Directions for this task | Your response must be the entire set of entries, reproduced word for word.
── Record extracts ──
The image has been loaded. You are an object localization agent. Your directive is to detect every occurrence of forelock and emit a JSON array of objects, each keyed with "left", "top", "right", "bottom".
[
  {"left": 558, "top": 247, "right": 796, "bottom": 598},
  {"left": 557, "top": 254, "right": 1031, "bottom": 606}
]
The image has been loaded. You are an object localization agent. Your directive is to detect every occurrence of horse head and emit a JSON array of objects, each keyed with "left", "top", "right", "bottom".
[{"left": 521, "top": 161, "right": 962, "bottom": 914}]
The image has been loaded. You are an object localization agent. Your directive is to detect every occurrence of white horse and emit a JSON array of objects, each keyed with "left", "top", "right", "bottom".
───
Solution for this task |
The image has been loaded. You are an object localization agent. Your directive is to detect every occurrence of forelock and emit a JSON array of objects, each keyed with "left", "top", "right", "bottom".
[
  {"left": 558, "top": 247, "right": 796, "bottom": 598},
  {"left": 557, "top": 254, "right": 1031, "bottom": 606}
]
The image has been loaded. You are an object localization agent. Your directive is to detect every occurrence of horse head and emit a JSON array of objects, each keyed with "left", "top", "right", "bottom".
[{"left": 521, "top": 161, "right": 962, "bottom": 914}]
The image has been loaded. You are an object localization agent. Your directive is to detect every occurrence of white horse and emit a JSON array of objects, each keyed with "left", "top", "right", "bottom".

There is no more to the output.